_Exercise prompt_.
Please give back every line of the entries below without changing a character, and leave the pictures out.

_Records provided_.
-=-=-=-=-

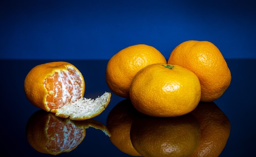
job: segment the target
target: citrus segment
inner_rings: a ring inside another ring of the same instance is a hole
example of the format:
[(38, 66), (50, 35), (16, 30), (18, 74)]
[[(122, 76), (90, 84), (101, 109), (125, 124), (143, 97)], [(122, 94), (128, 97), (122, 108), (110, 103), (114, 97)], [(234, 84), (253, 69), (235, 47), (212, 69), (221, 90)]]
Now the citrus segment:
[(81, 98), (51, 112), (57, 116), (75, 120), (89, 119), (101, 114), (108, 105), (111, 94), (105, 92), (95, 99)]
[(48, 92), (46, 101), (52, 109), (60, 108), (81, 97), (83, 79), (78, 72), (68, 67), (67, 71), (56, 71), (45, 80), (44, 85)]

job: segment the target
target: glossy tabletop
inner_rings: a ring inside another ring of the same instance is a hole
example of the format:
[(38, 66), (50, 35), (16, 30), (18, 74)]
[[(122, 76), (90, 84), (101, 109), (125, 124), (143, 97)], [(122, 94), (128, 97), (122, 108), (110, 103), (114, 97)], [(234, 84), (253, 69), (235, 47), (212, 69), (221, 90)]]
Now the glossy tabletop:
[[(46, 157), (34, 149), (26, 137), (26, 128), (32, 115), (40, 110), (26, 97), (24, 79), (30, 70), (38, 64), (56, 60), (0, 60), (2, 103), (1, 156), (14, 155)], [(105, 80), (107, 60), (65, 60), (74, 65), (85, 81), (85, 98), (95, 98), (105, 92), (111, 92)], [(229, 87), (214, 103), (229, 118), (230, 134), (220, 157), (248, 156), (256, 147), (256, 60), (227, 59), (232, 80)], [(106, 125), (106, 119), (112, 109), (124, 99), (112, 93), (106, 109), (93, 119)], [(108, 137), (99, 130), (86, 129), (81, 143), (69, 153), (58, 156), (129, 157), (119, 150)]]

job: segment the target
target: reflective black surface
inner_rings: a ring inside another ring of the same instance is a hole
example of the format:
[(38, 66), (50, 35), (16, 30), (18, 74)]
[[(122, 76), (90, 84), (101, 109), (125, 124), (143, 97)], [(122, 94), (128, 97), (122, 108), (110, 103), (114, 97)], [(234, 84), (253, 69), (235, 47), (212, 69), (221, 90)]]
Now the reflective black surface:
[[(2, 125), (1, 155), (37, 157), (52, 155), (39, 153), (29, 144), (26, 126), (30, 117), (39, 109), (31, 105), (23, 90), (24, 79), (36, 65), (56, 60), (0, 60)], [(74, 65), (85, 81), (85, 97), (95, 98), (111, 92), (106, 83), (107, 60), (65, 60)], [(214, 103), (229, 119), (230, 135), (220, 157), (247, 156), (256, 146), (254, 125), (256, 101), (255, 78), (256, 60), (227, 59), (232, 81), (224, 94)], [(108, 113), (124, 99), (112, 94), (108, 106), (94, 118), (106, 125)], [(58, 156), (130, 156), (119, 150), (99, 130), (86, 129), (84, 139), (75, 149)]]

-=-=-=-=-

_Solved problem_.
job: segment the target
target: citrus segment
inner_rings: a ring inside another ring of the same instance is a hole
example of the format:
[(38, 66), (50, 35), (16, 30), (18, 74)]
[[(122, 76), (90, 84), (101, 109), (125, 124), (143, 97)], [(122, 94), (128, 97), (122, 108), (110, 103), (114, 97)], [(234, 84), (253, 69), (235, 47), (212, 69), (221, 90)]]
Now the citrus segment:
[(81, 98), (51, 112), (57, 116), (75, 120), (89, 119), (101, 114), (108, 105), (111, 94), (105, 92), (95, 99)]
[(48, 92), (46, 101), (52, 109), (60, 108), (81, 97), (83, 79), (78, 72), (68, 67), (67, 71), (56, 71), (45, 80), (44, 85)]

job: segment the target
target: glossy tabletop
inner_rings: a ring inside another ring of the same instance is a hole
example of the format:
[(38, 66), (50, 35), (16, 30), (18, 74)]
[[(122, 76), (90, 84), (101, 109), (125, 124), (143, 97)], [(122, 94), (128, 97), (122, 108), (110, 103), (114, 97)], [(234, 84), (253, 69), (235, 47), (212, 69), (221, 90)]]
Now the glossy tabletop:
[[(46, 157), (34, 149), (26, 137), (26, 128), (32, 115), (40, 110), (26, 97), (24, 79), (30, 70), (38, 64), (56, 60), (0, 60), (2, 103), (1, 156), (14, 155)], [(105, 80), (107, 60), (65, 60), (74, 65), (85, 81), (85, 98), (95, 98), (105, 92), (111, 92)], [(229, 87), (214, 103), (229, 118), (230, 134), (220, 157), (248, 156), (256, 147), (256, 60), (227, 59), (232, 80)], [(106, 125), (106, 119), (112, 109), (124, 99), (112, 93), (106, 109), (93, 119)], [(108, 137), (99, 130), (86, 129), (81, 143), (69, 153), (58, 156), (129, 157), (119, 150)]]

job: segment the target
target: reflective black surface
inner_rings: a ring inside another ring of the same instance is a hole
example of the format:
[(38, 66), (50, 35), (16, 30), (18, 74)]
[[(122, 76), (90, 84), (101, 109), (125, 124), (143, 97)], [(122, 94), (128, 97), (122, 108), (110, 103), (114, 97)], [(234, 84), (253, 69), (235, 47), (212, 69), (221, 90)]]
Now the reflective black surface:
[[(2, 125), (1, 155), (37, 157), (52, 155), (39, 153), (29, 144), (26, 126), (30, 117), (39, 109), (31, 105), (23, 90), (24, 79), (36, 65), (56, 60), (0, 60)], [(74, 65), (85, 81), (85, 97), (95, 98), (111, 92), (106, 83), (107, 60), (65, 60)], [(214, 103), (229, 119), (230, 135), (220, 157), (247, 156), (256, 146), (254, 125), (256, 101), (255, 78), (256, 60), (227, 59), (232, 81), (224, 94)], [(108, 113), (124, 99), (112, 94), (108, 106), (94, 118), (106, 125)], [(58, 156), (130, 156), (119, 150), (99, 130), (86, 129), (84, 139), (75, 149)]]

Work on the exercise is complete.